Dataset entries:

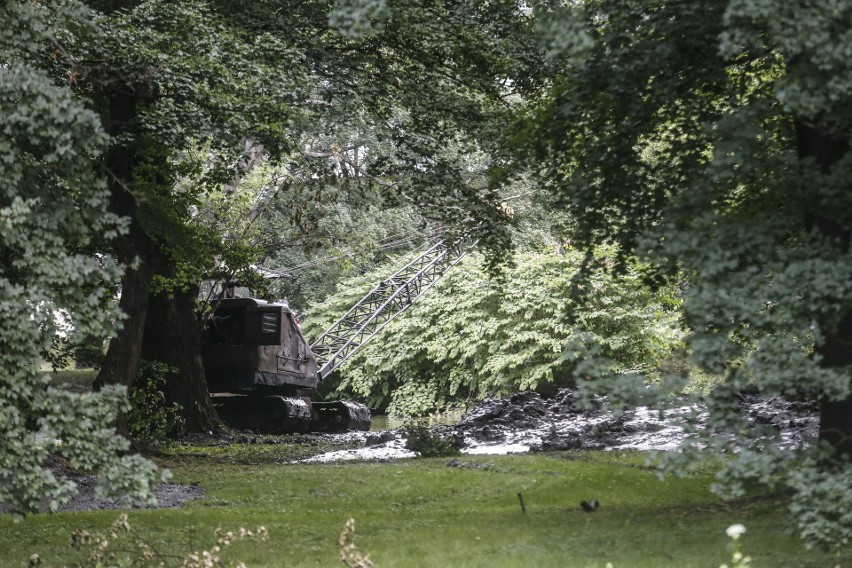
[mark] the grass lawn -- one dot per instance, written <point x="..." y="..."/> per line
<point x="421" y="512"/>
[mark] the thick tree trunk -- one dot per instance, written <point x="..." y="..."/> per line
<point x="134" y="250"/>
<point x="173" y="337"/>
<point x="826" y="148"/>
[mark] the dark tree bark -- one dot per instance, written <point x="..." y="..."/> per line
<point x="817" y="142"/>
<point x="134" y="249"/>
<point x="173" y="337"/>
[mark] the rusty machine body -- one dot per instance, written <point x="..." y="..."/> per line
<point x="261" y="372"/>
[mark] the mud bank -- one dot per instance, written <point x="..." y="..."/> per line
<point x="527" y="422"/>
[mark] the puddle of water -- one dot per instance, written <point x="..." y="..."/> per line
<point x="382" y="422"/>
<point x="521" y="429"/>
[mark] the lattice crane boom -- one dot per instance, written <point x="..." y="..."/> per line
<point x="391" y="297"/>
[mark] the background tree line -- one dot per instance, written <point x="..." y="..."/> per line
<point x="703" y="142"/>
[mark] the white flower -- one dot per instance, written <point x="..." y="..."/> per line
<point x="734" y="531"/>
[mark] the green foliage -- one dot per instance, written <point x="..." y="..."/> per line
<point x="122" y="546"/>
<point x="52" y="204"/>
<point x="472" y="336"/>
<point x="427" y="444"/>
<point x="713" y="138"/>
<point x="151" y="418"/>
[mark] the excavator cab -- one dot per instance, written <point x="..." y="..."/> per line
<point x="261" y="372"/>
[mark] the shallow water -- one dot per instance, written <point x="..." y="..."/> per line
<point x="526" y="422"/>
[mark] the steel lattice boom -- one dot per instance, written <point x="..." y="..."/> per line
<point x="391" y="297"/>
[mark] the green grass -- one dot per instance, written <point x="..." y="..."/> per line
<point x="423" y="513"/>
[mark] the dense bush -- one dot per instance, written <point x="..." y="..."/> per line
<point x="473" y="335"/>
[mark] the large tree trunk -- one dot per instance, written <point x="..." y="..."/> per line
<point x="173" y="337"/>
<point x="818" y="143"/>
<point x="134" y="249"/>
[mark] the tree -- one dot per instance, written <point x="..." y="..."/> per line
<point x="254" y="83"/>
<point x="52" y="203"/>
<point x="474" y="336"/>
<point x="713" y="138"/>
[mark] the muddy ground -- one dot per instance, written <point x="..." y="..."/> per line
<point x="525" y="422"/>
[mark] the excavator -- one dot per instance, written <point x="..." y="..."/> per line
<point x="263" y="374"/>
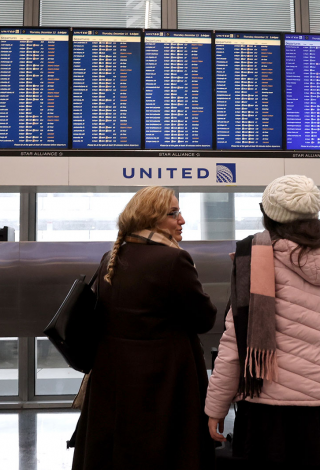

§ **The task**: With the pictures set aside, copy each line above as written.

§ **Your solution**:
[mark] the grass lawn -- one dot per instance, written <point x="..." y="..."/> per line
<point x="421" y="512"/>
[mark] the thick tree trunk -- one dot per instance, written <point x="..." y="..."/> per line
<point x="134" y="250"/>
<point x="173" y="337"/>
<point x="826" y="148"/>
[mark] the dark tree bark -- one dot per instance, written <point x="..." y="..."/> per line
<point x="817" y="142"/>
<point x="134" y="249"/>
<point x="173" y="337"/>
[mark] the rusty machine body -- one dot per instance, written <point x="..." y="..."/> per line
<point x="261" y="372"/>
[mark] the mud bank -- one dot per instance, written <point x="..." y="..."/> per line
<point x="527" y="422"/>
[mark] the puddle of water -- one dot per instance, written <point x="..." y="..."/> per line
<point x="382" y="422"/>
<point x="521" y="429"/>
[mark] the lattice crane boom -- one dot per instance, written <point x="..." y="..."/> per line
<point x="391" y="297"/>
[mark] the background tree line -- one dot per instance, written <point x="..." y="..."/> per line
<point x="703" y="142"/>
[mark] the white flower -- one dot per instance, written <point x="..." y="..."/> per line
<point x="734" y="531"/>
[mark] the green foliage -- one dot per instance, written <point x="..." y="..."/> per line
<point x="122" y="546"/>
<point x="52" y="204"/>
<point x="472" y="336"/>
<point x="427" y="444"/>
<point x="713" y="138"/>
<point x="151" y="418"/>
[mark] the excavator cab -- one dot per instance, written <point x="..." y="..."/> per line
<point x="261" y="372"/>
[mark] the shallow water -- one dot per instance, written <point x="..." y="..."/> per line
<point x="526" y="422"/>
[mark] the steel lattice boom -- one dot per instance, written <point x="..." y="..."/> per line
<point x="391" y="297"/>
[mark] the green grass -- one dot per instance, written <point x="..." y="..."/> per line
<point x="423" y="513"/>
[mark] the dense bush -- one dot per instance, written <point x="..." y="..."/> per line
<point x="473" y="335"/>
[mark] the large tree trunk -- one dot per instance, written <point x="..." y="..."/> per line
<point x="173" y="337"/>
<point x="818" y="143"/>
<point x="134" y="249"/>
[mark] the tree -- one dot per instance, written <point x="..." y="..."/> per line
<point x="254" y="83"/>
<point x="52" y="203"/>
<point x="474" y="336"/>
<point x="713" y="138"/>
[mark] the muddy ground -- one dot per instance, written <point x="..." y="..."/> per line
<point x="525" y="422"/>
[mark] the excavator -- one dot per instance, written <point x="..." y="..."/> per line
<point x="263" y="374"/>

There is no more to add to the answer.